=== Entries shown ===

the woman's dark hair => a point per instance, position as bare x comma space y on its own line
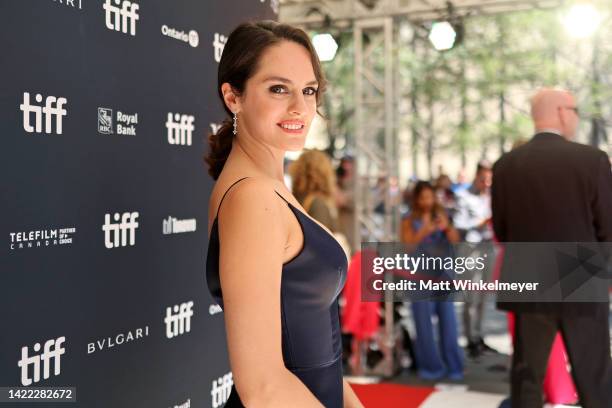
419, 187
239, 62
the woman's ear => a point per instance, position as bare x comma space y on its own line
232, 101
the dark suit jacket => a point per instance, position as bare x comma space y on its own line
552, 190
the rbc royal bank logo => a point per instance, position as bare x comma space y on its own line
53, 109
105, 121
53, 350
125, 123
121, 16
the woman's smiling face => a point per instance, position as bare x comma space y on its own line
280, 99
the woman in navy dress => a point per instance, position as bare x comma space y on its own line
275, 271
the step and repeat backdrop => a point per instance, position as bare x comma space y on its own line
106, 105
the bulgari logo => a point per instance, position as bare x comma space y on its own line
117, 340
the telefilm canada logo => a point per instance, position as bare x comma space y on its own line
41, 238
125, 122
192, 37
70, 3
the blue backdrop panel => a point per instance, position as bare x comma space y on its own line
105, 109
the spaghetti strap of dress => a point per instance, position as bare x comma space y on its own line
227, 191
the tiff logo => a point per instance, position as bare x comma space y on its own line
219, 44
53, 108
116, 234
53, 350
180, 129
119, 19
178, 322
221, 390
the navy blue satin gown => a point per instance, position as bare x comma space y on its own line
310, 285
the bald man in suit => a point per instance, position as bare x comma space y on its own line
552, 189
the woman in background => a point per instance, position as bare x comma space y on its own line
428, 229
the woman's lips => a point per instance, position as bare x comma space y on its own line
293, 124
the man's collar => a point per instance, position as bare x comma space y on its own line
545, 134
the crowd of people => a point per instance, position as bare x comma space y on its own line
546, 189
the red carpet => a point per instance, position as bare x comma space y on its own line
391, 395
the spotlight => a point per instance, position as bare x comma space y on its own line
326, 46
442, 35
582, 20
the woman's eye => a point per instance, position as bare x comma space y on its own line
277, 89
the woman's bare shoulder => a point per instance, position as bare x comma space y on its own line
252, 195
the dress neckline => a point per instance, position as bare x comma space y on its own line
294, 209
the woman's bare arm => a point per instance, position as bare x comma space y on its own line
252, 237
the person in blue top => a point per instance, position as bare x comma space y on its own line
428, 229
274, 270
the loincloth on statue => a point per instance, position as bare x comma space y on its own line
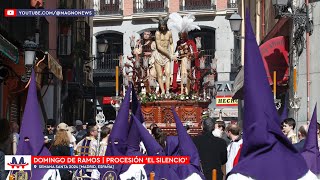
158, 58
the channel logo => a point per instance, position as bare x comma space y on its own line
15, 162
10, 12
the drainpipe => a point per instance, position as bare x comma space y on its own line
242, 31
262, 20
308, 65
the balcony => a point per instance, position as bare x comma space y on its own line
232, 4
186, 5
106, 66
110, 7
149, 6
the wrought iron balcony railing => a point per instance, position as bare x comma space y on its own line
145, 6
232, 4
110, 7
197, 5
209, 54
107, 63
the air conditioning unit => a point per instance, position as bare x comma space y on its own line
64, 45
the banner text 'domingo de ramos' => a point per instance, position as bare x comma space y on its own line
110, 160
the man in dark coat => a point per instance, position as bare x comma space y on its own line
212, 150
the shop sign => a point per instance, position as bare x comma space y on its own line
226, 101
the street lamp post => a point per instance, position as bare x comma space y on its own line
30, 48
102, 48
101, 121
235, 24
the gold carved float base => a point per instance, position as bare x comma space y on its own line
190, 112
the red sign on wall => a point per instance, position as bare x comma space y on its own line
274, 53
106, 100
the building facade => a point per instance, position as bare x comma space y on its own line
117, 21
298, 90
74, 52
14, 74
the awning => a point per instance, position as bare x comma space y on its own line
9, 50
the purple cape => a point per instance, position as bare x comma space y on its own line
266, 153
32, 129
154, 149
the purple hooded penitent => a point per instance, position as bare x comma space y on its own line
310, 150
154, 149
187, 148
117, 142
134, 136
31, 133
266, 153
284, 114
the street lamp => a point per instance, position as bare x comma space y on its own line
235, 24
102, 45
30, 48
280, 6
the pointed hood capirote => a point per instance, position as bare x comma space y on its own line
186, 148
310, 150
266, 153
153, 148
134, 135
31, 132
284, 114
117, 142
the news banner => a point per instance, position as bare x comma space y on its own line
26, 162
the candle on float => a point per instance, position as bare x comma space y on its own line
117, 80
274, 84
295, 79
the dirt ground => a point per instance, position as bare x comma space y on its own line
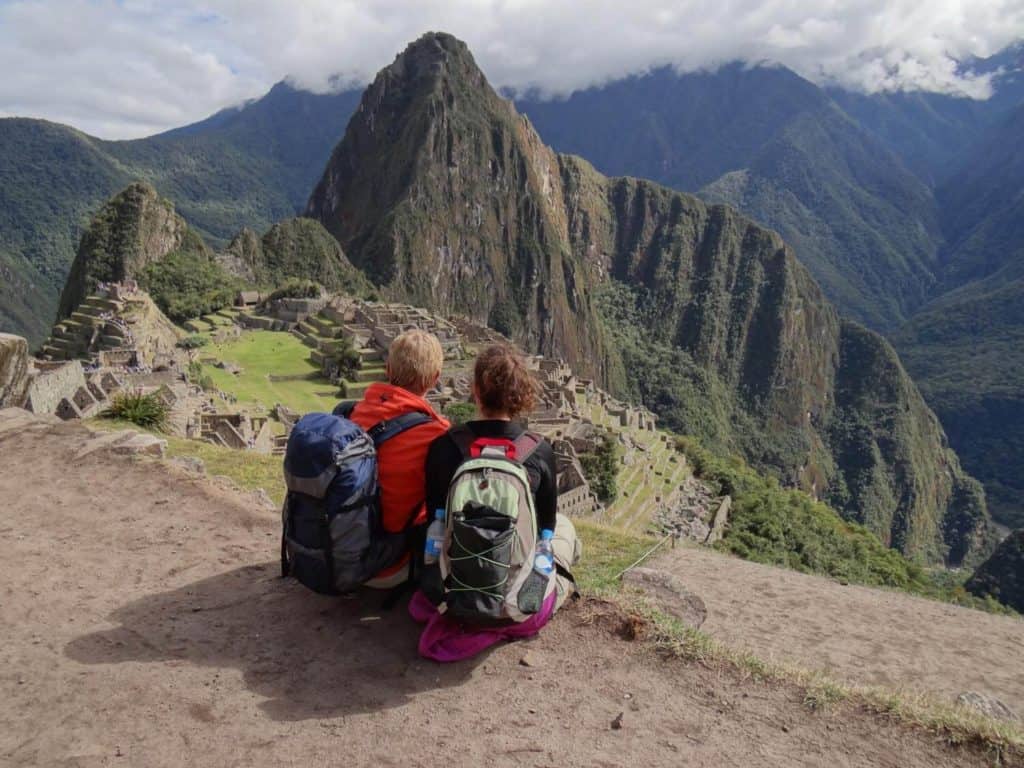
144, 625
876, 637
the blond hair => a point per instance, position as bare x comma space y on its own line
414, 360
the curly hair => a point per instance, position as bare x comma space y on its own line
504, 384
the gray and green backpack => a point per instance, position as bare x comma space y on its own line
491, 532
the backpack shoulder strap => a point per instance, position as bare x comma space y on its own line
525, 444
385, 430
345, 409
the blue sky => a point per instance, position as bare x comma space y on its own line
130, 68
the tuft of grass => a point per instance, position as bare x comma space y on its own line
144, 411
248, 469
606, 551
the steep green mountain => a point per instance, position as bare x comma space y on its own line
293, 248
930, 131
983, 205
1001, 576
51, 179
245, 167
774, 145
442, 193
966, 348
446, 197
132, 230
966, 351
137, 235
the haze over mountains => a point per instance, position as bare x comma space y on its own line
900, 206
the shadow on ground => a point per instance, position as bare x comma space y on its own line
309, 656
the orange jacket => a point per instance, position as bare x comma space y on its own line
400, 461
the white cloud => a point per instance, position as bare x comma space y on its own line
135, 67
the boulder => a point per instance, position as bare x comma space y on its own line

===

* [Task objective]
Reproduce every line in the stretch of data from the line containing "the steep green" through the end of the data, offsetting each point coordinate by adding 76 to both its x and y values.

* [Solution to the problem]
the steep green mountain => a point per instance, position as bare x comma space y on its own line
369, 324
1006, 207
1059, 281
1077, 652
127, 255
321, 243
850, 221
518, 269
1042, 424
522, 273
208, 306
1042, 427
213, 311
the haze over mountains => a point per instance, position as bare x comma space y on its own line
976, 282
the shadow on ground => a point per instance, position as bare x comma space y on its own line
385, 732
the orange jacket => a point per instance, position as bare x comma space y on its own line
476, 537
the white cloud => a point per instance, position as bare x comma space y on its own line
211, 143
the boulder => a point per instance, position as bare x comma space y on its own line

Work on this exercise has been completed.